Write what comes next in the text on school alcohol policies and high school students' drinking, starting right after its final sentence.

**Text extract**
___

Participants were high school students (n = 68,898), participating in the Danish National Youth Study in 2014. Data came from questionnaires answered by high school students and school headmasters. Zero-inflated negative binominal regression with clustering of schools (n = 117) was used to assess the associations between alcohol policy reported by school headmaster and weekly alcohol intake reported by students. Multilevel negative binominal regression was used to assess the associations between alcohol price and liberal party regulations and units consumed at the last school party and units consumed at the school during the last school party.
In general, school alcohol policies were not associated with high school students’ weekly alcohol intake. High school students who did not know the school alcohol policy had a higher weekly alcohol intake (0.16 drinks 95% CL [0.11;0.21] p = 0.000), compared to students who knew the policy. Lower beer prices were positively associated with the number of drinks consumed at the school (p = 0.004), but not with the total amount consumed at the last school party (p = 0.728). High school students who agreed that students who were drunk could buy alcohol had a higher alcohol intake at the last school party (OR = 0.20 drinks 95% CL [0.18;0.21], p < 0.001) and drank more at the school (0.17 drinks 95% CL [0.15;0.18], p < 0.001) compared to those who did not agree that students who were drunk could buy alcohol.
School alcohol policies were generally not associated with drinking among high school students, whereas students’ lack of knowledge of the school policy was associated with a higher weekly alcohol intake. An addition, lower prices and liberal party regulation was associated with higher alcohol intake at school parties.
Excessive alcohol use among young people is an international public health concern and developing effective ways of regulating alcohol use is a high priority. There is increasing recognition that alcohol use among young people is influenced by both individual and contextual factors such as social norms and availability and price of alcohol. At the national level, more comprehensive alcohol control policies that regulate the availability and prices of alcohol have been associated with reduced frequency of alcohol use among young people [1,2,3,4]. Furthermore, local regulations and policies, such as those in the school or community, may be predictive of alcohol use among young people.
High school students spend most of their daytime at school and the school is one of the most influential socialization domains in young people’s lives. While the primary objective of a school is to educate, it also constitutes a social context where students interact with teachers and other students and share norms and values that may implicitly or explicitly, confer varying levels of approval toward alcohol use, affecting the behaviour of students [5,6,7]. Alcohol use among students has been shown to vary between schools, even when differences in the composition of students are taken into account, indicating that school factors influence youth alcohol use [8, 9]. In addition to school-level compositional factors, such as socioeconomic position, degree of urbanisation, and concentration of students with ethnic minority background, which have been found to be associated with heavy drinking [6, 7], students at the same school are also affected by policies and social norms that may predict alcohol use. However, little is known about which school-level policies are effective in preventing excessive alcohol use among students. The effectiveness of school alcohol polices may be affected by the degree of strictness of rules, how they are implemented and enforced and how students perceive the rules and consequences of breaking them .

___

**Record set**
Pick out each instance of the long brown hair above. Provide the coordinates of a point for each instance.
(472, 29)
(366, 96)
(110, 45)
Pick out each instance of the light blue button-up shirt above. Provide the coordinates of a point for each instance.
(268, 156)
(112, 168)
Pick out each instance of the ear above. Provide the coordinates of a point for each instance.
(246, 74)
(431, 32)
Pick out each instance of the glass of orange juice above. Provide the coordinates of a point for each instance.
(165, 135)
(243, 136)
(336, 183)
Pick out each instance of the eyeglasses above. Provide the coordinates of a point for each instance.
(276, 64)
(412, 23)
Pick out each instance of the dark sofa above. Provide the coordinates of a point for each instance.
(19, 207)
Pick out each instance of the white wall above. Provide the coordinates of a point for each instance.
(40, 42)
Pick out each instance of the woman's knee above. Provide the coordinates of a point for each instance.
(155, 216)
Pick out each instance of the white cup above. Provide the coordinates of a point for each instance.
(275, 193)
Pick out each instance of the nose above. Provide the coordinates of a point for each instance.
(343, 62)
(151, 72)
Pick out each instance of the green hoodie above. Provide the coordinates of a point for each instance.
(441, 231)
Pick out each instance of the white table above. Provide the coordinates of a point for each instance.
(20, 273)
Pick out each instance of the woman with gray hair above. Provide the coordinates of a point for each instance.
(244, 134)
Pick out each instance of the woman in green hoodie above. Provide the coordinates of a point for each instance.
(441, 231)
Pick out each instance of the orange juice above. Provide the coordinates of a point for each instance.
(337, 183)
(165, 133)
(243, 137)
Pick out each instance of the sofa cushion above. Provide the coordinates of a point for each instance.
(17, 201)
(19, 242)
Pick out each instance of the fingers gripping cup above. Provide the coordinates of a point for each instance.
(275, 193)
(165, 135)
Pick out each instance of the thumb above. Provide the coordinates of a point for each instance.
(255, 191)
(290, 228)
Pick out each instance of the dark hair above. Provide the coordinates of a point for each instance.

___

**Expected output**
Danish adolescents have one of the highest prevalence of drunkenness among adolescents in Europe . Among Danish high school students 28% (35% of boys and 24% of girls) have been binge drinking frequently (drinking five or more units of alcohol at the same occasion four or more times within the last 30 days) and 20% exceed the Board of health’s’ high risk drinking limits of 21 units a week for men and 14 units a week for women . Alcohol is an integral part of Danish high school culture. At most Danish high schools, alcohol play an integral role in the many social activities that make up the core of Danish high school culture, such as high school parties and study trips . Students are allowed to drink and buy alcohol at high school parties independently of age, because the national age limit for purchasing alcohol in shops (16 years) is not enforced at high school parties . High schools host regular school parties (around five to ten per year) and pre-parties with heavy pre-dinking before going to the school party are common. However, within recent years high schools have adopted alcohol policies in order to reduce and prevent excessive drinking among students.
In this study we use data from multiple data sources to obtain a comprehensive picture of alcohol policies at Danish high schools. We want to analyse the association between alcohol policies and alcohol use among students, as well as the association between students’ knowledge of the policy, alcohol prices at school parties and liberal regulation at school parties, and alcohol intake among students at school parties. We hypothesize that more liberal school alcohol policies, students’ lack of knowledge of the policy, lower prices and liberal regulation at school parties are associated with higher alcohol intake among students.
The Danish National Youth Study 2014- student questionnaire
The data came from the Danish National Youth Study 2014, a national survey of 75,858 high school and vocational school students. The Danish National Youth Study was conducted with the aim of investigating health, health behaviour and mental health among secondary education students in Denmark. All of Denmark’s 137 general high schools and the 12 largest vocational schools were invited to participate. Only high schools were included in this study. The school participant proportion was 87% and the individual participant proportion was 84% in high schools. Teachers gave students a code to access the electronic questionnaire and students answered the questionnaire in class during one to two lessons lasting 45 min each.
The Danish National Youth Study 2014- school headmaster questionnaire
In addition to the student questionnaire school headmasters were also invited to complete a questionnaire on school strategies for improving health and well-being, and the rules and general practice of schools when dealing with smoking and alcohol use among students. Of the 119 high school headmasters, 117 answered the school headmaster questionnaire. A thorough description of the study is reported elsewhere .
Extended alcohol policy study – student mobile questionnaire
In some of the participating schools a more comprehensive examination of the schools’ party regulation and alcohol control policies were conducted. Just over half of the high schools (n = 61) were randomly selected to participate in this more detailed alcohol study. In order to obtain data on party regulation and alcohol prices three to five students at each high school were asked to complete a short mobile questionnaire at the party (Friday) and after the party (Monday) (see Additional file 1). This was done in 56 out of the 61 high schools.
Information from the school headmaster questionnaire and student mobile questionnaire were merged on to the student questionnaire based on school. See Table 1 for an overview of data sources used in the study. Participants without school headmaster information (2 schools, n = 925) and those with missing data on weekly alcohol intake (n = 851) were deleted from the analyses leaving a total study population of 68,898 for further analyses.
Alcohol use (student questionnaire)
Alcohol use was characterised by three measures.
Weekly alcohol intake: participants were asked how many alcoholic drinks (12 g of pure alcohol) they typically drink on each day of the week. A total weekly alcohol intake variable was calculated summing the daily intake.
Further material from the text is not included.